## BEGIN EXCERPTED PASSAGE
Note that, it is preferable that the width b of the rib end portion
be set in the above range and the core 3 be exposed at the bottom
surfaces of the concave portions 52 as shown in FIGS. 1 and 2(b).
As described latter, this arrangement makes it readily possible to
accurately align the center of the core 3 with the center of the
first intermediate layer 5.
Because of this shape of the ribs 51, the concave portions 52 form
a trigonal pyramid-like shape surrounded by three ribs 51 and the
surface of the core 3 that is slightly exposed.
The first intermediate layer 5 is composed of a rubber composition,
and the same materials as used for the core 3 described above can
be used. However, it is preferable that the compounding ratio of
unsaturated carboxylic acids and organic peroxides be increased to
make the intermediate layer harder than the core 3.
As shown in FIG. 1, each of the second intermediate layer 7 has a
substantially the same thickness as the height of the ribs 51 and
is situated in each of the eight concave portions 52 surrounded by
the ribs 51, and their outline forms a substantially spherical
shape. The second intermediate layer 7 is formed into trigonal
pyramid-like shapes by being placed in each of the concave portions
51. As shown in FIG. 2(c), the tops of the ribs 51 are exposed
through the second intermediate layer 7. The hardness of the second
intermediate layer 7 is less than that of the first intermediate
layer 5, and greater than that of the core 3. It is preferable that
the Shore D hardness of the second intermediate layer 7 be 35 to
50.
It is possible to form the second intermediate layer 7 using rubber
compositions or elastomers having almost the same components as
those used for the core 3. However, when the second intermediate
layer 7 is composed of a rubber compound, it is preferable that the
compounding ratio of unsaturated carboxylic acids and organic
peroxides be reduced to make the intermediate layer less hard than
the first intermediate layer.
When the intermediate layer 5 is formed of an elastomer, it is
possible to use, for example, styrene/butadiene/styrene block
copolymer (SBS), styrene/isoprene/styrene block copolymer (SIS),
styrene/ethylene/butylene/styrene block copolymer (SEBS),
styrene/ethylene/propylene/styrene block copolymer (SEPS), and like
styrene-based thermoplastic elastomers; olefin-based thermoplastic
elastomers having polyethylene or polypropylene as a hard segment
and butadiene rubber, acrylonitrile butadiene rubber or
ethylene/propylene rubber as a soft segment; vinyl chloride-based
plastic elastomers having crystallized poly(vinyl chloride) as a
hard segment and amorphous poly(vinyl chloride) or an acrylonitrile
butadiene rubber as a soft segment; urethane-based plastic
elastomers having polyurethane as a hard segment and polyether or
polyester urethane as a soft segment; polyester based plastic
elastomers having polyester as a hard segment and polyether or
polyester as a soft segment; amide based plastic elastomers having
polyamide as a hard segment and polyether or polyester as a soft
segment; ionomer resins; balata rubber, etc.
## END EXCERPTED PASSAGE
## BEGIN STORED ROWS
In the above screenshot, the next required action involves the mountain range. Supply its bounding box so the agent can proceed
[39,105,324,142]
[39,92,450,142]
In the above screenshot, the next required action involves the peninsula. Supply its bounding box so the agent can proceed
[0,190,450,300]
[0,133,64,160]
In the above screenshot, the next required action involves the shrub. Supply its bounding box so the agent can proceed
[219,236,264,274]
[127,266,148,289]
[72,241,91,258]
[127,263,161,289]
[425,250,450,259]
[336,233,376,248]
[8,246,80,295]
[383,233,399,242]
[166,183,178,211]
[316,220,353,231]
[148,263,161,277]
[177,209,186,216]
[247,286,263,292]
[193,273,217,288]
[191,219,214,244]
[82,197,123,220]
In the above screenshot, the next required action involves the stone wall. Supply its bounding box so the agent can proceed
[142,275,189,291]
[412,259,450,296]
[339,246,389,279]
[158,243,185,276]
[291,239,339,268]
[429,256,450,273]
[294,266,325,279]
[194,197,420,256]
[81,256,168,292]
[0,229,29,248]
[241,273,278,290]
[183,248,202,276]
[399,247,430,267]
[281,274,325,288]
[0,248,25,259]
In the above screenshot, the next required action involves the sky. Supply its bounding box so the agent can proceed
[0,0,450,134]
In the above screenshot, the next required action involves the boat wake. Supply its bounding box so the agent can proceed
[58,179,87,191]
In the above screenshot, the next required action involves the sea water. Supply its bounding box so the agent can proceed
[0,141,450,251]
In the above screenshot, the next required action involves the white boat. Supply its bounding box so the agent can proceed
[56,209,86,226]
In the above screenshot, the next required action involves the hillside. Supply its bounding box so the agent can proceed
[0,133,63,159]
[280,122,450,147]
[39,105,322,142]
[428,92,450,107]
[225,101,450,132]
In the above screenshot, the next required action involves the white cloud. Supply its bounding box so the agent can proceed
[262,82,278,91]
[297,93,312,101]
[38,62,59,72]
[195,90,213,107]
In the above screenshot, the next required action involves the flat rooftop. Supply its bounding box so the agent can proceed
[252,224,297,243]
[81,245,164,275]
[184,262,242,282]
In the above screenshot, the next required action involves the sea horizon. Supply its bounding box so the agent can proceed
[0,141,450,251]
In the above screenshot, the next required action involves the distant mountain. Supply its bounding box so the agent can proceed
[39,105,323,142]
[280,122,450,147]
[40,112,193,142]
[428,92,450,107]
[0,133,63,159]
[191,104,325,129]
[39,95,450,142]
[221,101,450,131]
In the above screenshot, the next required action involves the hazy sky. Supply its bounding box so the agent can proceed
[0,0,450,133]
## END STORED ROWS
## BEGIN STORED ROWS
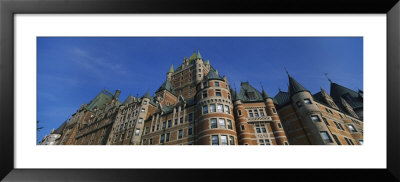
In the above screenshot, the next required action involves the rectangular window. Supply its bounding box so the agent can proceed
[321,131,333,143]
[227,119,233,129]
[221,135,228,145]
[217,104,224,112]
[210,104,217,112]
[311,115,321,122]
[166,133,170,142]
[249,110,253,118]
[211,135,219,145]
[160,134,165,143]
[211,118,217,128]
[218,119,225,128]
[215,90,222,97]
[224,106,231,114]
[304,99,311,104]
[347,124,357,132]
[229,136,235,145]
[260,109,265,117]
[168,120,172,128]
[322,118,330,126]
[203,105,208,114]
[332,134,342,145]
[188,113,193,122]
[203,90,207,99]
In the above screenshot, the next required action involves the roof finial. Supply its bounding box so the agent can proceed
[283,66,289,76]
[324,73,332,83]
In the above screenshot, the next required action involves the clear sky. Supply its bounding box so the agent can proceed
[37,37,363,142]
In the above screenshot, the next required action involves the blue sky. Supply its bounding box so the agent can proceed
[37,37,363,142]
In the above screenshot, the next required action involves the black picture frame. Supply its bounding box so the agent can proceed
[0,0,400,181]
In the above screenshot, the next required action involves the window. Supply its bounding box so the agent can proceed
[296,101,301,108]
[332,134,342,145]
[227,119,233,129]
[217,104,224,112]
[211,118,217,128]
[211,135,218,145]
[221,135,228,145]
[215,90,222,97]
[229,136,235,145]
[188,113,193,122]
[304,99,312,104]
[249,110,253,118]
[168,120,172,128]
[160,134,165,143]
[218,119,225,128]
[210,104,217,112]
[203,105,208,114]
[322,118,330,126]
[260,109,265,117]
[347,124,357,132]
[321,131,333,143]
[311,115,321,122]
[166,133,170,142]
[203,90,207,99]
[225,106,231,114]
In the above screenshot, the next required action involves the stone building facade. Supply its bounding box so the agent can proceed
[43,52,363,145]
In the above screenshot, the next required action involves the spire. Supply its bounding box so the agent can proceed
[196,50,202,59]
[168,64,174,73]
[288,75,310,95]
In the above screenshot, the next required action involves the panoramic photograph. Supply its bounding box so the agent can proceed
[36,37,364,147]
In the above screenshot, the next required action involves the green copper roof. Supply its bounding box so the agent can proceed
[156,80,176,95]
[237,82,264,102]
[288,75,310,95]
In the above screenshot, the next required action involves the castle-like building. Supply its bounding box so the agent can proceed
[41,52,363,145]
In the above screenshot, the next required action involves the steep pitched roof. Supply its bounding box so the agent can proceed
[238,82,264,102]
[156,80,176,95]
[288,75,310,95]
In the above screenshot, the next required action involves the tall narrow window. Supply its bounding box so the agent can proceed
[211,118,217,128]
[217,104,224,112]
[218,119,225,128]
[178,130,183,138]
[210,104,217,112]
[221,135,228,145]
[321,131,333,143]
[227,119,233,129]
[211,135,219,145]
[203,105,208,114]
## END STORED ROWS
## BEGIN STORED ROWS
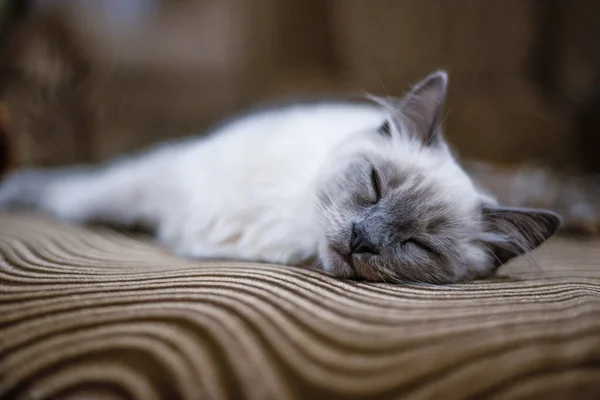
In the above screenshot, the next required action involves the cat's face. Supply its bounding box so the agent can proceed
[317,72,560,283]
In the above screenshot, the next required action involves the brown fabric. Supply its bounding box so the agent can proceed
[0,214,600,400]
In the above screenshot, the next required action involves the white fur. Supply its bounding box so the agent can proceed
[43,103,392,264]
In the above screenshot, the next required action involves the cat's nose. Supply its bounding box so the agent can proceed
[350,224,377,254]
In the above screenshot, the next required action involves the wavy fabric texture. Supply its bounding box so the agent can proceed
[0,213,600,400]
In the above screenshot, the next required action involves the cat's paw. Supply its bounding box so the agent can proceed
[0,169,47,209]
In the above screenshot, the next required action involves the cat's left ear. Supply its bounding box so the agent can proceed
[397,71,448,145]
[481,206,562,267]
## END STORED ROWS
▸ OBJECTIVE 1:
Name every block copolymer in the excerpted passage that appears with a parenthetical abbreviation, and give each abbreviation.
▸ OBJECTIVE 2:
Answer these from the excerpted passage:
(a) What Shore D hardness range is preferred for the second intermediate layer 7?
(b) In how many concave portions surrounded by the ribs 51 is the second intermediate layer 7 situated?
(c) What is increased to make the first intermediate layer 5 harder than the core 3?

▸ RESULT 1:
- styrene/butadiene/styrene block copolymer (SBS)
- styrene/isoprene/styrene block copolymer (SIS)
- styrene/ethylene/butylene/styrene block copolymer (SEBS)
- styrene/ethylene/propylene/styrene block copolymer (SEPS)

▸ RESULT 2:
(a) 35 to 50.
(b) Eight.
(c) The compounding ratio of unsaturated carboxylic acids and organic peroxides.